In one to three sentences, explain why, according to the article on trunking, the telephone company can get by without a trunk between central offices for every telephone.

---------- Page

This article first appeared in the January 2000 issue of Monitoring Times.
More and more public safety agencies are moving to trunked radio systems, making it difficult for scanner listeners to follow the action. Newcomers to trunking need a good introduction to all the terminology and equipment, and even old hands have a question now and then. So whether you're new to scanning trunked systems or you've been doing it for a while, Tracking the Trunks will guide you through the maze of current and future trunking systems.
What is Trunking?
"Trunking" is a word borrowed from the telephone system to describe a large number of users sharing a much smaller number of communication paths. The wires from your home telephone, along with hundreds of others, connect to a local "central office." Your central office connects with other central offices around the country by way of "trunks," which are really just pairs of copper wires (or these days, strands of glass called fiber optics).
When you pick up the phone and place a long distance call, your central office assigns one of its idle trunks to your call, linking you to the destination central office. That trunk remains dedicated to you for as long as your call lasts. When you finally hang up, the trunk returns to idle and is available for another call.
Because your phone sits idle most of the time (unless you have teen-aged children), just like all the other telephones in your neighborhood, the telephone company doesn't have to go to the expense of having a trunk between central offices for every telephone. Since any particular telephone only needs a trunk while a call is in progress, the phone company can share these trunks among all the telephones. By examining the average and peak number of calls made through your central office, the phone company can figure out how many trunks they actually need. This number will be much lower than the total number of telephones, since they only need enough trunks to prevent someone from getting an "all circuits are busy" message.

--------------------
---------- Dataset entries

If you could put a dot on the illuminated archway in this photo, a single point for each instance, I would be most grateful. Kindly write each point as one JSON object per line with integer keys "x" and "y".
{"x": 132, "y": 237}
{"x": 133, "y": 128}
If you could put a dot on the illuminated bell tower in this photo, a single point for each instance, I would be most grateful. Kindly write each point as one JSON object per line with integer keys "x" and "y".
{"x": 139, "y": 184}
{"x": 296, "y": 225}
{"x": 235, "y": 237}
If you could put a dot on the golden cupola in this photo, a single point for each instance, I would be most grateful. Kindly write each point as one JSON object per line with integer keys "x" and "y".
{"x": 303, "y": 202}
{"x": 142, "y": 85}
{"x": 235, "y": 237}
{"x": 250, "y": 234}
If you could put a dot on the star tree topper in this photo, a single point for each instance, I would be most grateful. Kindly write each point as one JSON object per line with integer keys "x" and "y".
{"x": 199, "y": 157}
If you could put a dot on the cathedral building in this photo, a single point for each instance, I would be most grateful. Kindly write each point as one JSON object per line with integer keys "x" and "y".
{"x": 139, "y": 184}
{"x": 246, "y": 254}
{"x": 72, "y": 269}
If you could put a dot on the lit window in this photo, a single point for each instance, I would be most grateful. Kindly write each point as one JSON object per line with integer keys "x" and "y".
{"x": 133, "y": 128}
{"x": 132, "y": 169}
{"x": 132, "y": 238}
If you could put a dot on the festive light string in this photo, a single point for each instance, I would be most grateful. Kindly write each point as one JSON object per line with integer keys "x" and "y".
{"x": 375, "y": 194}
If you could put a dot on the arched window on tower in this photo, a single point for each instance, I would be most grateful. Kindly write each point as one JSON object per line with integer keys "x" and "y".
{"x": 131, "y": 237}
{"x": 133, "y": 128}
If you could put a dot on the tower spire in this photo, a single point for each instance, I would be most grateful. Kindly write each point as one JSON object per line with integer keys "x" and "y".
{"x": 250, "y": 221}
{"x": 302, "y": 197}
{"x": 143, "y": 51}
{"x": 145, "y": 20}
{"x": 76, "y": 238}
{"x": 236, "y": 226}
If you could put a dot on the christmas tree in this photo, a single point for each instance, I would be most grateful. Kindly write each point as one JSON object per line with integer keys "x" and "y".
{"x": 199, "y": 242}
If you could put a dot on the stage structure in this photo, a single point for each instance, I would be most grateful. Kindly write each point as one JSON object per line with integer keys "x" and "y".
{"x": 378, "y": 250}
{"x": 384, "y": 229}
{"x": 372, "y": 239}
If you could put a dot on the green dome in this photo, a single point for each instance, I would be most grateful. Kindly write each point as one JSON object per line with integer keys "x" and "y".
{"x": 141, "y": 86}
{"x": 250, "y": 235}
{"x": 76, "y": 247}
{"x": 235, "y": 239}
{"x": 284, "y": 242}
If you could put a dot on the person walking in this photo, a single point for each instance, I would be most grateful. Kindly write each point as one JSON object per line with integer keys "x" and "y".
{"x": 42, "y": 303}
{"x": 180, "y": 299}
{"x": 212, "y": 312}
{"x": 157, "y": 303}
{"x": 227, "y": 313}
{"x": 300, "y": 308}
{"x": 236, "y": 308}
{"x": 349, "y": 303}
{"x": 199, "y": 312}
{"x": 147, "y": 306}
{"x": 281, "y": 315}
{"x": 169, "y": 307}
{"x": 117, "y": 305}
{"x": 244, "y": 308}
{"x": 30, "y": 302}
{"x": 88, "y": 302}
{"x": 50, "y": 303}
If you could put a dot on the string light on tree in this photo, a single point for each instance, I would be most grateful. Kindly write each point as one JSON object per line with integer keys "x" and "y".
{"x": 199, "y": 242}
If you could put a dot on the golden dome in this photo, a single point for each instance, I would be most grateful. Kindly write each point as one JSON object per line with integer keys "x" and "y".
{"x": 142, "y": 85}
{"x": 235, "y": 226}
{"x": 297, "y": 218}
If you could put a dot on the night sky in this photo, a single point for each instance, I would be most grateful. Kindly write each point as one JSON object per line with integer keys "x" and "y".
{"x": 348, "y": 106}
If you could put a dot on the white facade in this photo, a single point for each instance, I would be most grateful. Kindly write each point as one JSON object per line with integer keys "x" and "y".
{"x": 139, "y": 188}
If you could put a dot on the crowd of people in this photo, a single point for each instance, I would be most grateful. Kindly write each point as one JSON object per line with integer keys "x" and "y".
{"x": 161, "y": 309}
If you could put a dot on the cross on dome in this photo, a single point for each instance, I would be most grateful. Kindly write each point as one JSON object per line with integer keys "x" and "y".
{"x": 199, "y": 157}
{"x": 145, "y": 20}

--------------------

→ **Written answer**
Each telephone sits idle most of the time and needs a trunk only while a call is in progress, so all the telephones can share the trunks. By examining the average and peak number of calls through a central office, the company finds it needs far fewer trunks than telephones, only enough to keep callers from getting an "all circuits are busy" message.